§ Work required
Nothing but the lines below between the line holding "273L145 280L140 264ZM105" and the line holding "217L204 235L170 221L138", inclusive, should appear in the answer, each set down exactly.

Start of Data records

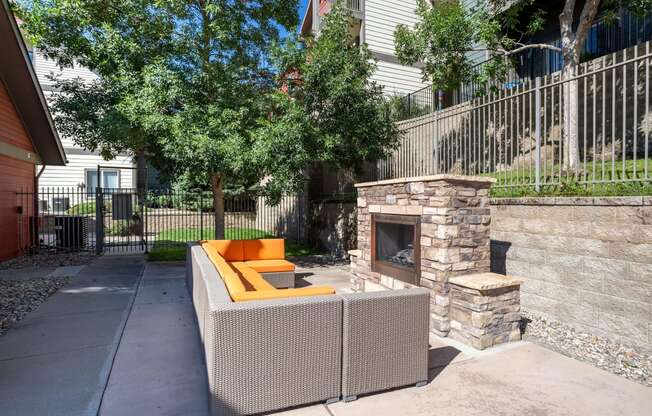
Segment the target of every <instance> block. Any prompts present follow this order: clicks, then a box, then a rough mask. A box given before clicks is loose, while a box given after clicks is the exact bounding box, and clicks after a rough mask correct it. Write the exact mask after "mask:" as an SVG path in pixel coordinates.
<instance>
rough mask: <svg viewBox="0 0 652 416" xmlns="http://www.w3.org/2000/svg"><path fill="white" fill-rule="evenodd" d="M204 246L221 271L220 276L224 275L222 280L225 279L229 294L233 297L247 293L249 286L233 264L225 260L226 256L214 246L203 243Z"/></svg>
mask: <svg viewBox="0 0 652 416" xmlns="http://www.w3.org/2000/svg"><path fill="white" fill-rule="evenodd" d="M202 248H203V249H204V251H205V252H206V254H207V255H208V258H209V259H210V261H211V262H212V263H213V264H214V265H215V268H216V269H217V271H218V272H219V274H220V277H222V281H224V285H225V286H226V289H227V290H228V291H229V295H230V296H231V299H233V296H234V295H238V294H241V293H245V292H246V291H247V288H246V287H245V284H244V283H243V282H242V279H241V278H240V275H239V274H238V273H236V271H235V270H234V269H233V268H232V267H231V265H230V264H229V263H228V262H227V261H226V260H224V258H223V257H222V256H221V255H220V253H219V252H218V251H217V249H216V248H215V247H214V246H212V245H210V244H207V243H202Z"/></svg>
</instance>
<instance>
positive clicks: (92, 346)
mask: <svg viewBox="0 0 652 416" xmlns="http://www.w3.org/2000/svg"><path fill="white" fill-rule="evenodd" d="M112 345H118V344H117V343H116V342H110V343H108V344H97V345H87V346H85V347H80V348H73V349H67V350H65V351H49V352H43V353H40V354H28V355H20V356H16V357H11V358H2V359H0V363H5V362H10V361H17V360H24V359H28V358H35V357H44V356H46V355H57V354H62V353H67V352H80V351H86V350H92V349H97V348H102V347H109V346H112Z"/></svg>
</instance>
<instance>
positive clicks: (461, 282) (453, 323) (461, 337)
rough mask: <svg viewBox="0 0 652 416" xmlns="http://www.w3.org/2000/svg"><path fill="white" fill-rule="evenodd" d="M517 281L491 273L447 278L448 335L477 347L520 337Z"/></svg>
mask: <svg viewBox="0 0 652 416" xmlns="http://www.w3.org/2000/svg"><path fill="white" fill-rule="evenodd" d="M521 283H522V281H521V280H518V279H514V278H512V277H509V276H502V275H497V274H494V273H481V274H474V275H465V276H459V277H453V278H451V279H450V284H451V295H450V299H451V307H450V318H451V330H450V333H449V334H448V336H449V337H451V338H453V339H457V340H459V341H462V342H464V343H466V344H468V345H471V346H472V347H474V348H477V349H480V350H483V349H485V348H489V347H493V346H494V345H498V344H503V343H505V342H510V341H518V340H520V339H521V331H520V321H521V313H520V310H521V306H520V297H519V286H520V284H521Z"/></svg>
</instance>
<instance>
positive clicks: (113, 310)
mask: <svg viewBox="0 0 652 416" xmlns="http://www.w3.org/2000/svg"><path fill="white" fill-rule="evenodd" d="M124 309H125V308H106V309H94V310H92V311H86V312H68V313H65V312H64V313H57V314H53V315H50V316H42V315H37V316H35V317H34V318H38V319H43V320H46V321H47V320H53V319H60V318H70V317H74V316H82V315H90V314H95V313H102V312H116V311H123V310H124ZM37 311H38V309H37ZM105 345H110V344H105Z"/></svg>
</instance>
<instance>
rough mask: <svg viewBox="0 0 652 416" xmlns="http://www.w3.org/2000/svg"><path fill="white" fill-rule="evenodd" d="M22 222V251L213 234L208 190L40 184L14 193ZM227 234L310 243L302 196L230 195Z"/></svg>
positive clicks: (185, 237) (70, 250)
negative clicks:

End of Data records
Start of Data records

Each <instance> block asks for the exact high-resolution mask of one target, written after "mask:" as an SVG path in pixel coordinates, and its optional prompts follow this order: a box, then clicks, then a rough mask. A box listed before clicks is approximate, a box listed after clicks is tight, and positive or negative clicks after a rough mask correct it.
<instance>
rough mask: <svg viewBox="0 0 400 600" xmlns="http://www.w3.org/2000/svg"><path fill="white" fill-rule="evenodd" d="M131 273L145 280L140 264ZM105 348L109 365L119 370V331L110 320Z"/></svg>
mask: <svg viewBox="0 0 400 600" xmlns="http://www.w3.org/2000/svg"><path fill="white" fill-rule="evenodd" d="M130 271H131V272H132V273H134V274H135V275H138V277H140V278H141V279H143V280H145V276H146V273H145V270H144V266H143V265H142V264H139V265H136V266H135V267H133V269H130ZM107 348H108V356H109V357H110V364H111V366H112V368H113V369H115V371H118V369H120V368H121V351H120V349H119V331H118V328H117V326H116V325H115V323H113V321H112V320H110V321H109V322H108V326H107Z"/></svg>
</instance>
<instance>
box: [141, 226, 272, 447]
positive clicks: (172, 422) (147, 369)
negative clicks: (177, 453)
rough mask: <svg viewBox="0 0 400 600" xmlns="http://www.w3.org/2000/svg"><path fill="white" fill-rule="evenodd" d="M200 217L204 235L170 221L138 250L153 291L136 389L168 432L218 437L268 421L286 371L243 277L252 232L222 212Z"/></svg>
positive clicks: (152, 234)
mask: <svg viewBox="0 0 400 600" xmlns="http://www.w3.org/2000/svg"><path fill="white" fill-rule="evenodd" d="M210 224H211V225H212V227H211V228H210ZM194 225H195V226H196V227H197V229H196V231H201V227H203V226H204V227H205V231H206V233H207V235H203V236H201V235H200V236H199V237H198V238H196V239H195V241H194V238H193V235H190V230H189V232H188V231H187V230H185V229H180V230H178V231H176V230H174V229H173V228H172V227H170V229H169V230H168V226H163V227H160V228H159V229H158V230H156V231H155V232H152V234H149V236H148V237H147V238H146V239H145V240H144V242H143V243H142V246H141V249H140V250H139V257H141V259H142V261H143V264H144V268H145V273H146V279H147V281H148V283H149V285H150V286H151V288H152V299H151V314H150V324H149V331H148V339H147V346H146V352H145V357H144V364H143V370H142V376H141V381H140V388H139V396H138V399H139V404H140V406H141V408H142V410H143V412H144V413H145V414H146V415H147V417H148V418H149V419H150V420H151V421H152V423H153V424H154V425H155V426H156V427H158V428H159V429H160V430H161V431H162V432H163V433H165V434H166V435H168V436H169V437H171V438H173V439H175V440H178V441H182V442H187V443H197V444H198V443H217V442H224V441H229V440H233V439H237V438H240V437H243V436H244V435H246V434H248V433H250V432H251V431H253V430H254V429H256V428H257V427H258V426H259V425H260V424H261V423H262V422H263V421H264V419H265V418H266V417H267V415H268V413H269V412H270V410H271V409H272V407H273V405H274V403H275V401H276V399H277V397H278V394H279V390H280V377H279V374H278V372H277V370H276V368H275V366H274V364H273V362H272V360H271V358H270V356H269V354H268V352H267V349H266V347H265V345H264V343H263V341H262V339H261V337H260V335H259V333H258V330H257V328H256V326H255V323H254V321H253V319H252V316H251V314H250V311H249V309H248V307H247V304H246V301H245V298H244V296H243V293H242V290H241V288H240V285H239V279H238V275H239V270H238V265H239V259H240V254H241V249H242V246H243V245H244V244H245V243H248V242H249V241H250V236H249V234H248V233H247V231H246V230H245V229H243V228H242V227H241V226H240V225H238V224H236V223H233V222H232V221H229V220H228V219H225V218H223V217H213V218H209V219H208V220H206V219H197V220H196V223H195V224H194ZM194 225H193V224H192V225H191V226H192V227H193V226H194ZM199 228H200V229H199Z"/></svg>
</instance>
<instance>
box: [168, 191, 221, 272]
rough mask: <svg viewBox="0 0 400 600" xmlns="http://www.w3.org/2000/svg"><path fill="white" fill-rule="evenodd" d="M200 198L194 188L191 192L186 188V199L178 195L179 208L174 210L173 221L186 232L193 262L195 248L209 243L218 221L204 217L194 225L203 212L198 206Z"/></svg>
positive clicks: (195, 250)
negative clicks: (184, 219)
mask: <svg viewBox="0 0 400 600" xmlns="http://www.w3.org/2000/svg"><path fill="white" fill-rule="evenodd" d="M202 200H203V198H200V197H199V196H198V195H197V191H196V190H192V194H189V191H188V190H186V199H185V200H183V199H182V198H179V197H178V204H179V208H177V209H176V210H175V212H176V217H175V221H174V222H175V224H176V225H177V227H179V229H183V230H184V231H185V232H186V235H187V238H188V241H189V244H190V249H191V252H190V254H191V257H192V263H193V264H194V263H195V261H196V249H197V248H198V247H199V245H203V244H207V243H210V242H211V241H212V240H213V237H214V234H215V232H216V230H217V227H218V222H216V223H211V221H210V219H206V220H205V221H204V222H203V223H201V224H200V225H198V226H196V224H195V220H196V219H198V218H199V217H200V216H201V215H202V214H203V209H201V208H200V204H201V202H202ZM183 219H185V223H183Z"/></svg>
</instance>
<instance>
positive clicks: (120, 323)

End of Data records

§ Exercise response
rough mask: <svg viewBox="0 0 400 600" xmlns="http://www.w3.org/2000/svg"><path fill="white" fill-rule="evenodd" d="M131 273L145 280L140 264ZM105 348L109 365L119 370V331L110 320Z"/></svg>
mask: <svg viewBox="0 0 400 600" xmlns="http://www.w3.org/2000/svg"><path fill="white" fill-rule="evenodd" d="M130 271H131V272H132V273H134V274H135V275H138V277H140V278H141V279H143V280H145V276H146V273H145V270H144V266H143V265H142V264H139V265H136V266H135V267H133V269H130ZM107 348H108V356H109V357H110V364H111V366H112V368H113V369H115V371H118V369H120V368H121V351H120V349H119V331H118V328H117V326H116V325H115V323H113V321H112V320H110V321H109V322H108V326H107Z"/></svg>
</instance>
<instance>
box: [141, 226, 272, 447]
positive clicks: (172, 422) (147, 369)
negative clicks: (177, 453)
rough mask: <svg viewBox="0 0 400 600" xmlns="http://www.w3.org/2000/svg"><path fill="white" fill-rule="evenodd" d="M200 217L204 235L170 221L138 250L153 291L136 389L168 432L218 437L268 421L286 371L243 277L252 232L222 212Z"/></svg>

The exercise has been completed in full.